It is human nature to try to avoid unnecessary costs, and the same behaviour pervades businesses. Indeed, recent media focus has settled on those global tech giants that generate millions in revenues in countries such as the UK but have found legitimate means to pay minimal tax on profits due to not having created what is referred to as a “permanent establishment” (PE) in these countries. While recognizing that tax systems have not necessarily kept pace with changing global business models and the digital economy, action is under way at the international level to provide greater clarity on what may be perceived as the
artificial avoidance of PE by foreign companies. This has implications for any business, large or small, that operates outside its own borders.
In this article, members of Alliott Group’s International Tax Services Group aim to explain how PE is defined and the typical triggers that apply. They also emphasise that PE should not be viewed as a barrier to cross border trade and explain how businesses can manage their PE risk by, generally speaking, adhering to specific rules when operating in a different jurisdiction.
What is permanent establishment (‘PE’)
It is useful to give a theoretical example to explain how PE works. If ABC Widgets Ltd based in country A starts to export to country B, it will become subject to country B’s tax laws. However, if country B has an income tax treaty with country A, and this treaty contains a permanent establishment threshold test, then ABC Widgets Ltd will enjoy greater protection from taxation in country B as long as those activities do not trigger a specific threshold related to the amount of economic
activity it has in country B. If this threshold is breached, a permanent establishment is deemed to exist and ABC Widgets Ltd will have created a taxable presence (substance) in country B.
A concept rooted in history
Marie-Lise Swinne, partner at Tax Consult in Brussels explains that PE is by no means a new concept:
“The concept was first used in international tax law back in 1889 when the first bilateral tax treaty was concluded between the Austro-Hungarian Empire and Prussia. It has since been developed into a model to tackle cross border double taxation and tax evasion and an extensive network of bilateral tax treaties has been gradually established. The OECD Model Tax Convention incorporates the PE concept and has been an important driver in the development of tax treaties.”

_RECORD EXTRACTS_:

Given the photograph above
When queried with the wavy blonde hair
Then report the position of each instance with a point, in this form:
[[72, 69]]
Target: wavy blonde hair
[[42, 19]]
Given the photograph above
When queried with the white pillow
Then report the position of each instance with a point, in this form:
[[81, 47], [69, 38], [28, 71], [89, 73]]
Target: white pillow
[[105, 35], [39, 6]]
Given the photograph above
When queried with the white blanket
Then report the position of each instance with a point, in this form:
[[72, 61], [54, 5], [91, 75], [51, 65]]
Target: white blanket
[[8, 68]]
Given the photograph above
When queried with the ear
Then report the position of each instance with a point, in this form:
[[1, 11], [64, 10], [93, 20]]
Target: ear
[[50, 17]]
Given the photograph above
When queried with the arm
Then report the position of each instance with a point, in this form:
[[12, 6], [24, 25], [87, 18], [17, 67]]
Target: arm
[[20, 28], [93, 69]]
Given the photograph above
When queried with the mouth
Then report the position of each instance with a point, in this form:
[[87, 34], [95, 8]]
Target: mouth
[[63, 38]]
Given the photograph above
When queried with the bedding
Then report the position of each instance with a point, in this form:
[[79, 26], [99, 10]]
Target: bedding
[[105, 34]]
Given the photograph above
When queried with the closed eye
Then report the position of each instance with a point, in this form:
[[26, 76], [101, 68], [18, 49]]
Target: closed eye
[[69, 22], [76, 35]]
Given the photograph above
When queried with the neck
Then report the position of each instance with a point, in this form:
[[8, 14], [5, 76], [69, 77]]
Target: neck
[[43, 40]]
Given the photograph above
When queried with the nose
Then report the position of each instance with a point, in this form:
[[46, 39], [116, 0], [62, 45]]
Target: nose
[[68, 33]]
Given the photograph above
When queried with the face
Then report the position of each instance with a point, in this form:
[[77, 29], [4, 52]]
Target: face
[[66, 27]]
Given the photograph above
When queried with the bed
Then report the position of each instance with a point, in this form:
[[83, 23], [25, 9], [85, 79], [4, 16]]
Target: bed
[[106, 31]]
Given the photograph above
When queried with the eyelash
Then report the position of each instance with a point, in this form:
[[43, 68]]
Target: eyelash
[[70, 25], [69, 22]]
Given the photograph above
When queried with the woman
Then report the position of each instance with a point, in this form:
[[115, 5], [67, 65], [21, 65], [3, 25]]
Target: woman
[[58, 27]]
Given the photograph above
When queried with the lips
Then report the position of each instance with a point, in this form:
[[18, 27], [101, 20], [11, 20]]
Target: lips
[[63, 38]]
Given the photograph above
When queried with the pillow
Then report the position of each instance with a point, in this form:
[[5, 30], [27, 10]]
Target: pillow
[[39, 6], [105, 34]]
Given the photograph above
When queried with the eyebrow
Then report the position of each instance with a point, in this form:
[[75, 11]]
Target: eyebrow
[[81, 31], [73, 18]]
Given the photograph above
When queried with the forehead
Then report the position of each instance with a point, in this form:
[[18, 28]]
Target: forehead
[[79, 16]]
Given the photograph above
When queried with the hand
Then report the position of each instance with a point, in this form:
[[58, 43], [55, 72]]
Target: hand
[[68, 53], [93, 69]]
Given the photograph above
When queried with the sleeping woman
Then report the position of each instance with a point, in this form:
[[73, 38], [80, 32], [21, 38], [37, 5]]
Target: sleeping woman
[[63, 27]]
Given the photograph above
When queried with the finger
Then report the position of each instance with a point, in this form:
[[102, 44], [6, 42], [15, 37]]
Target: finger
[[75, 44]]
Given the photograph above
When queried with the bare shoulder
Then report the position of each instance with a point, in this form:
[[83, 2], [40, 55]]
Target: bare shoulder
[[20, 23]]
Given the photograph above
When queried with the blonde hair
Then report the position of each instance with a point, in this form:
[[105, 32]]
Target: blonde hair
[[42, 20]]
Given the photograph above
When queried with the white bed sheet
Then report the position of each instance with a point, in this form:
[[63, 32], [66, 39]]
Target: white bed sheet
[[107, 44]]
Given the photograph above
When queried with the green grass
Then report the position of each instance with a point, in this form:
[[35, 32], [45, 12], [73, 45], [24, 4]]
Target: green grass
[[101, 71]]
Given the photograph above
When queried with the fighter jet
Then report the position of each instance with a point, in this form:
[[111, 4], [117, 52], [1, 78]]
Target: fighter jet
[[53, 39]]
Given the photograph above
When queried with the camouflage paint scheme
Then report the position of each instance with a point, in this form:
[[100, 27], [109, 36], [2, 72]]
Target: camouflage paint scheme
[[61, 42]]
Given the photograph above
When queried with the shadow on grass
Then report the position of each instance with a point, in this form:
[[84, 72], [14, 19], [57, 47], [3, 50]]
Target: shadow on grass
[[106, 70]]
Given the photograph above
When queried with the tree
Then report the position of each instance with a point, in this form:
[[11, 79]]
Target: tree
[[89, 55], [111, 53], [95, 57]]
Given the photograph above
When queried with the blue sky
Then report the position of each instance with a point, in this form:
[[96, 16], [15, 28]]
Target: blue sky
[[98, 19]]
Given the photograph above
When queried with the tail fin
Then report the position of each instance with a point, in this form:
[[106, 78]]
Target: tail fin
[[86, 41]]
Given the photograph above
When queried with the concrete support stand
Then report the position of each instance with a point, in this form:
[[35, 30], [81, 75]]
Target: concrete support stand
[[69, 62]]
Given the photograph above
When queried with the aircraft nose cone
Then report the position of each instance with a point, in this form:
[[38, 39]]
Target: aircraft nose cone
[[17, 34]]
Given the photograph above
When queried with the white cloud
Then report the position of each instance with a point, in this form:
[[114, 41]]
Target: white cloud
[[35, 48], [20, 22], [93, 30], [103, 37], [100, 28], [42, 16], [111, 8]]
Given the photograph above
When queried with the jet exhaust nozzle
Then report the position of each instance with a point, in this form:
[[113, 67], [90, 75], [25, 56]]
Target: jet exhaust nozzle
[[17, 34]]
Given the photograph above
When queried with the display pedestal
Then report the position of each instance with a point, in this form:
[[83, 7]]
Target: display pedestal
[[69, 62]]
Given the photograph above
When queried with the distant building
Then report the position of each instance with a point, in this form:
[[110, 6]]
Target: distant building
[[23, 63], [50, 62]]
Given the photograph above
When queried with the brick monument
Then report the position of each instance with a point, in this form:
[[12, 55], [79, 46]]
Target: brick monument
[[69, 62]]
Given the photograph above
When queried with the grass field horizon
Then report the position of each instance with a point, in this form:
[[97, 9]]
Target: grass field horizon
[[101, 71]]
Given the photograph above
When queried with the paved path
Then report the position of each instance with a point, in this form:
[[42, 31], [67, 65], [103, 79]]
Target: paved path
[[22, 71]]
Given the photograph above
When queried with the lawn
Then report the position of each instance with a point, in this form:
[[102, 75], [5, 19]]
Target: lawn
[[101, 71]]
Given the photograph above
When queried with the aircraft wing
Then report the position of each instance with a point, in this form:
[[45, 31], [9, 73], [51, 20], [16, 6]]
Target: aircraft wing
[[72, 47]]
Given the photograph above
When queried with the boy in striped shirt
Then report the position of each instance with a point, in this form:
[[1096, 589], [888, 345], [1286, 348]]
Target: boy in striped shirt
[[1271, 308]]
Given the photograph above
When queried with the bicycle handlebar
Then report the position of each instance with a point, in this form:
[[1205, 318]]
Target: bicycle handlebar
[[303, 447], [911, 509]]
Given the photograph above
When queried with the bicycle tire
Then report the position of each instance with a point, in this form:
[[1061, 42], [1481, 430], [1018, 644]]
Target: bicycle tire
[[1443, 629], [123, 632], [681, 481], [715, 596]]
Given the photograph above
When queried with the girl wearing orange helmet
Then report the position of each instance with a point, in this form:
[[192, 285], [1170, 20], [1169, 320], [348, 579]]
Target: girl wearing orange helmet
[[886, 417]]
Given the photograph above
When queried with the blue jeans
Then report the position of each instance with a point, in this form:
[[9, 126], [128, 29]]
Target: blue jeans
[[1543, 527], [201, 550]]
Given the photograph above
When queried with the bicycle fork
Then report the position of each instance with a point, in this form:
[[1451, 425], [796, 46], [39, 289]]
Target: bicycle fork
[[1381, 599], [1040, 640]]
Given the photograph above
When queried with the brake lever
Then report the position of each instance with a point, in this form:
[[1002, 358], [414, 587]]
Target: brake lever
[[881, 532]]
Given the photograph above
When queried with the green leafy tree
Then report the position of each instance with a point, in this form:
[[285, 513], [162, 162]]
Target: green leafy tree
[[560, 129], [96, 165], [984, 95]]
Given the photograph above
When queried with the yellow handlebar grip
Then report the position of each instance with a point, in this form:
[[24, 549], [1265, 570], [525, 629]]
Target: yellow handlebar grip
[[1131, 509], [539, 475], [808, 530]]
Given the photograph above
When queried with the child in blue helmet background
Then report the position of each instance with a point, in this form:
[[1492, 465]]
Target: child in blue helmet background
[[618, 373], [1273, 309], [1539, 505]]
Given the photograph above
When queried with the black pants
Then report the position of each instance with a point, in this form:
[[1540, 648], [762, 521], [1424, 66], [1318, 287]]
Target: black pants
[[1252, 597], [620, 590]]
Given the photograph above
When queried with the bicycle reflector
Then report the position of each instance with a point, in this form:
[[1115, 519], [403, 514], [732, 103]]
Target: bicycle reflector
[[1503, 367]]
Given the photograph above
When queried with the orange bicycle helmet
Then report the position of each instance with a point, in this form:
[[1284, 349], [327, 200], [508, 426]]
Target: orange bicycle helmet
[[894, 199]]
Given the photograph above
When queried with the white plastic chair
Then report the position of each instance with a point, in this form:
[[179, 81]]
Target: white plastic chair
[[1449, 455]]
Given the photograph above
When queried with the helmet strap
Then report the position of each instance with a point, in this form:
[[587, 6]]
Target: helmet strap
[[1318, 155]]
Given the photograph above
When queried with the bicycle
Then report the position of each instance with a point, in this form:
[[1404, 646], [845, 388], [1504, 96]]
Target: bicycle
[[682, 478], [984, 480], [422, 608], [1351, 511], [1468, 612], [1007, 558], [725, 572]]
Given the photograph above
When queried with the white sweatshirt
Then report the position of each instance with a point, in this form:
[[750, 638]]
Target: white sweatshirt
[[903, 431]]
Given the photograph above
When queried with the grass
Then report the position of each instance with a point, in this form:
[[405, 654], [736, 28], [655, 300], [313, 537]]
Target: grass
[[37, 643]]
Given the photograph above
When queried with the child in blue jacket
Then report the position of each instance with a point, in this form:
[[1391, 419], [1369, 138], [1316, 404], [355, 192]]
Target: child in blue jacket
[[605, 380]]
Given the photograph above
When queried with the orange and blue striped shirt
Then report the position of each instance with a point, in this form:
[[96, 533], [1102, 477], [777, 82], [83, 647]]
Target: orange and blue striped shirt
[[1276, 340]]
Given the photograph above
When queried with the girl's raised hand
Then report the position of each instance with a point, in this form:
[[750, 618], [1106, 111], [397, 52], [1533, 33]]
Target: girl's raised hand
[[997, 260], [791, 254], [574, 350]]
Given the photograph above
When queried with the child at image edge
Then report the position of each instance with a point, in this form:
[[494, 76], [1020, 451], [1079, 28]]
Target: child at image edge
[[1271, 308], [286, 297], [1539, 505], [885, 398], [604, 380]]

_GIVEN PROBLEM_: Pick up the piece on permanent establishment and tax treaties, and carry it on from its last sentence.

_TASK RESPONSE_:
BEPS: at the heart of growing interest in PE
In recent times, national tax authorities have shifted their interest back to PE threshold testing as a result of the OECD’s Base Erosion & Profit Shifting (BEPS) project, specifically Action Point 7 which, as Amie Cheung in Hong Kong explains,
“aims to limit the ability of foreign companies to artificially avoid tax in foreign countries where they are carrying on business.”
Double tax treaties are currently being revised to incorporate these recommendations. Bruce Militzok, partner at Farkhouh, Furman & Faccio in New York City comments:
“Complex, fast-changing global business models, the growth of the digital economy and the increasing number of companies with internationally mobile staff have combined to force a re-examination of the way tax is levied on companies’ cross border profits and transactions.”
BEPS Action Point 7 proposes to include changes in the next version of the OECD Model Tax Convention which will close the loopholes that allow foreign companies to artificially avoid creating a PE.
Swinne points to another major milestone in international tax developments – the signing of the Multilateral Convention to Implement Tax Treaty Related Measures to Prevent Base Erosion and Profit Shifting (“Multilateral Instrument” or “MLI”) on 7th June 2017 by 67 countries:
“The MLI will apply to the 2,365 existing tax treaties which have been listed. This convention modifies the current definition of PE and includes commentary on article 5 regarding the definition of a PE, the Specific Activity Exemption and the Splitting-up of Contracts.
Factors that can trigger a PE
Sergio Torras, partner at Torras & Asociados in Barcelona cautions:
“When a company’s operations extend into a foreign country, the issues mentioned below must be taken seriously to ensure that risk is managed and that a PE is not triggered inadvertently. Failure to do this could make the company liable to income tax or VAT.”
A tax treaty will tend to define the existence of a PE using the following two tests:
1. Fixed place of business PE test
The treaty will seek to determine if the company operates through a fixed place of business in the other country.
A fixed place of business is typically defined as including the following types of physical locations:
- Place of management
- Branch or office
- A mine, oil or gas well, quarry or any place where natural resources are extracted.
However, there are specific activity exemptions to the PE definition, including:
- Use of a facility solely for the purpose of storage, display, or delivery of goods or merchandise owned by the company
- Maintenance of a stock of goods or merchandise belonging to the company solely for the purposes of storage, display, or delivery
- Maintenance of a stock of goods or merchandise belonging to the company solely for the purpose of processing by another company
- Maintenance of a fixed place of business solely for the purpose of carrying on, for the company, any other preparatory or auxiliary activity
- Maintenance of a fixed place of business solely for the purpose of buying goods or merchandise (or collecting information) for the company
- Maintenance of a fixed place of business solely for any combination of the activities listed above.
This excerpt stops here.